Records contained in a dataset
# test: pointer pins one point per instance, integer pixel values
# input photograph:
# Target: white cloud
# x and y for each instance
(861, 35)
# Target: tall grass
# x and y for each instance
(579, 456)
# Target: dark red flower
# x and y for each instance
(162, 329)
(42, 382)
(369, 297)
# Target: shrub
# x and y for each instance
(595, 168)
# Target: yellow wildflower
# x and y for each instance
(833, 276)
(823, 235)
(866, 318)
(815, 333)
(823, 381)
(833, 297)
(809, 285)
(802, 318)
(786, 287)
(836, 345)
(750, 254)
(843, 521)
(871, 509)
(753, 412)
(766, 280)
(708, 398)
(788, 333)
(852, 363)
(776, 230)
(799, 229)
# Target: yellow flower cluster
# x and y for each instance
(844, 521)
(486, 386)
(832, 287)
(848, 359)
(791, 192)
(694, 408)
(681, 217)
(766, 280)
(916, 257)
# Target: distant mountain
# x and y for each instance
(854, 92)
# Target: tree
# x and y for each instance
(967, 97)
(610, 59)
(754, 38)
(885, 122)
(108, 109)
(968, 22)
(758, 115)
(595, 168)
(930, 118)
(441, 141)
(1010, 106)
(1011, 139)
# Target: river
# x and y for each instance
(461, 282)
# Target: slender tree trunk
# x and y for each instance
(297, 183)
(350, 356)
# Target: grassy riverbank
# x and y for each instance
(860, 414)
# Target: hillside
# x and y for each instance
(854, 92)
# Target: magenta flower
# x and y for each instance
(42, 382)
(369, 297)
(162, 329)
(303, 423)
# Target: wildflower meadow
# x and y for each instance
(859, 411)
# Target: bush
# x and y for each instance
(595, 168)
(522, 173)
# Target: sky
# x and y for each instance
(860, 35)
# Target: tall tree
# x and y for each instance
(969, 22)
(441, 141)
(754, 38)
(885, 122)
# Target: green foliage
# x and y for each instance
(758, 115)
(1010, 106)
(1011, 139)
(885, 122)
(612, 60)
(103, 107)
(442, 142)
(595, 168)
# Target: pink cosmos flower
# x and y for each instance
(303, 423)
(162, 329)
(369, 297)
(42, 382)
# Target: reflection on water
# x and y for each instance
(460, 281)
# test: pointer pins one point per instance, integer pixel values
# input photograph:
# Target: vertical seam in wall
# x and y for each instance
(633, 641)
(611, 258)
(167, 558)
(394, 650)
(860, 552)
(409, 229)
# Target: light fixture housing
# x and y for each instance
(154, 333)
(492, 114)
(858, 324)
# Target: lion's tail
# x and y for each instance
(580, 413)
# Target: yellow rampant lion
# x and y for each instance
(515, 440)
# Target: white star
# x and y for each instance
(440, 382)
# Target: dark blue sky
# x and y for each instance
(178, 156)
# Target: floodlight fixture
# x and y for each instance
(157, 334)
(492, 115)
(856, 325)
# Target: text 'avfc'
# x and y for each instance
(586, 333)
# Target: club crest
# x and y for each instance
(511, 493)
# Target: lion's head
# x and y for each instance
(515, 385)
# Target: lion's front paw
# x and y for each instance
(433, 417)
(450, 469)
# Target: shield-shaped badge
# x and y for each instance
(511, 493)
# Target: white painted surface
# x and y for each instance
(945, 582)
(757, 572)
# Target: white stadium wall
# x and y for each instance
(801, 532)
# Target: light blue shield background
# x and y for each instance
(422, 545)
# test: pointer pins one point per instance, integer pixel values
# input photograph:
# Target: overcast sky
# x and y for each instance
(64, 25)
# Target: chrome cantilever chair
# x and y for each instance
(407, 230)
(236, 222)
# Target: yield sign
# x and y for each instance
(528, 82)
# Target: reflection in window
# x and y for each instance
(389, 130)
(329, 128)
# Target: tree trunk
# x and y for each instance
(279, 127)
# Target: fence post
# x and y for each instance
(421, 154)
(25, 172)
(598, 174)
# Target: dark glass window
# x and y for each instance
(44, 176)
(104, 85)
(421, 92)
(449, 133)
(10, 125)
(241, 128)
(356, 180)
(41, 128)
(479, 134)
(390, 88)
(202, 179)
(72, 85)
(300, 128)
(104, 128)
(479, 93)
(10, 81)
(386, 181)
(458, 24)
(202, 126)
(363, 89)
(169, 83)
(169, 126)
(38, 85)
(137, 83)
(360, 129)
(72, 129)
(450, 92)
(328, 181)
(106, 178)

Exercise directions
Print every one of the records above again, keeping each line identical to the original.

Answer to this task
# test: pointer pins one point per instance, integer pixel values
# input photograph:
# Target: white cloud
# x and y for each instance
(861, 35)
# Target: tall grass
# x and y for each instance
(579, 456)
# Target: dark red flower
# x and y for each instance
(162, 329)
(42, 382)
(369, 297)
# Target: shrub
# x and y for each instance
(595, 168)
# Target: yellow wildflower
# x and y for each instance
(833, 276)
(823, 235)
(866, 318)
(815, 333)
(823, 381)
(833, 297)
(809, 285)
(802, 318)
(786, 287)
(836, 345)
(750, 254)
(843, 521)
(871, 509)
(753, 412)
(766, 280)
(708, 398)
(788, 333)
(852, 363)
(776, 230)
(799, 229)
# Target: yellow flower cluster
# x and y for each instance
(844, 521)
(486, 386)
(832, 287)
(848, 359)
(791, 192)
(694, 408)
(681, 217)
(766, 280)
(916, 257)
# Target: distant mountain
# x and y for each instance
(854, 92)
# Target: tree
# x and y for each instance
(967, 97)
(610, 59)
(754, 38)
(885, 122)
(108, 109)
(968, 22)
(758, 115)
(595, 168)
(930, 118)
(441, 141)
(1010, 106)
(1011, 139)
# Target: river
# x and y for each instance
(461, 282)
# Target: slender tree trunk
# x and y for each instance
(297, 183)
(350, 356)
# Target: grassy riverbank
# x and y for each instance
(860, 414)
# Target: hillside
# x and y for each instance
(854, 92)
# Target: magenta flower
# x and y for each instance
(42, 382)
(369, 297)
(162, 329)
(303, 423)
# Target: wildflower meadow
# x and y for each instance
(859, 411)
# Target: bush
# x and y for each instance
(595, 168)
(522, 173)
# Target: sky
# x and y for each instance
(860, 35)
# Target: tall tree
# x and y for each instance
(969, 22)
(441, 141)
(754, 38)
(885, 122)
# Target: green foliage
# x and y for each instance
(758, 115)
(1010, 106)
(1011, 139)
(885, 122)
(612, 60)
(103, 107)
(442, 142)
(595, 168)
# Target: pink cosmos flower
# x and y for each instance
(303, 423)
(162, 329)
(369, 297)
(42, 382)
# Target: reflection on water
# x and y for each instance
(460, 281)
# test: pointer pins one point per instance, integer pixel values
# input photograph:
# Target: vertical seam in wall
# x and y for each instance
(633, 641)
(611, 258)
(167, 558)
(394, 650)
(860, 552)
(409, 229)
# Target: light fixture housing
# x and y for each instance
(154, 333)
(492, 114)
(858, 324)
# Target: lion's tail
# x and y for each instance
(580, 413)
# Target: yellow rampant lion
# x and y for each instance
(515, 440)
# Target: white star
# x and y for each instance
(440, 382)
# Target: dark blue sky
# x and y for each instance
(178, 156)
# Target: floodlight fixture
# x and y for each instance
(157, 334)
(492, 115)
(856, 325)
# Target: text 'avfc'
# x and y for each instance
(586, 333)
# Target: club crest
# x and y for each instance
(511, 493)
# Target: lion's head
# x and y for each instance
(515, 385)
# Target: lion's front paw
# x and y for each instance
(433, 417)
(450, 469)
# Target: shield-shaped badge
# x and y for each instance
(511, 493)
# Target: white painted surface
# x and y for each instance
(945, 582)
(757, 572)
# Target: white stadium wall
# x and y for each instance
(801, 532)
# Target: light blue shield background
# x and y for each instance
(422, 545)
# test: pointer pins one point per instance, integer pixel values
# input photograph:
# Target: overcast sky
# x and y for each instance
(64, 25)
# Target: chrome cantilever chair
# x and y for each instance
(407, 230)
(236, 222)
# Target: yield sign
# x and y for each instance
(528, 82)
# Target: reflection in window
# x and y for each instance
(389, 130)
(329, 128)
# Target: tree trunk
# x and y for each instance
(279, 127)
# Target: fence post
# x and y for each instance
(421, 154)
(25, 172)
(598, 174)
# Target: dark glass window
# x and y for each instance
(44, 176)
(104, 85)
(421, 92)
(449, 133)
(10, 125)
(241, 128)
(356, 180)
(41, 128)
(479, 134)
(390, 88)
(202, 179)
(72, 85)
(300, 128)
(104, 128)
(479, 93)
(10, 81)
(386, 181)
(458, 24)
(202, 126)
(363, 89)
(169, 83)
(169, 126)
(38, 85)
(137, 83)
(360, 129)
(72, 129)
(450, 92)
(328, 181)
(106, 178)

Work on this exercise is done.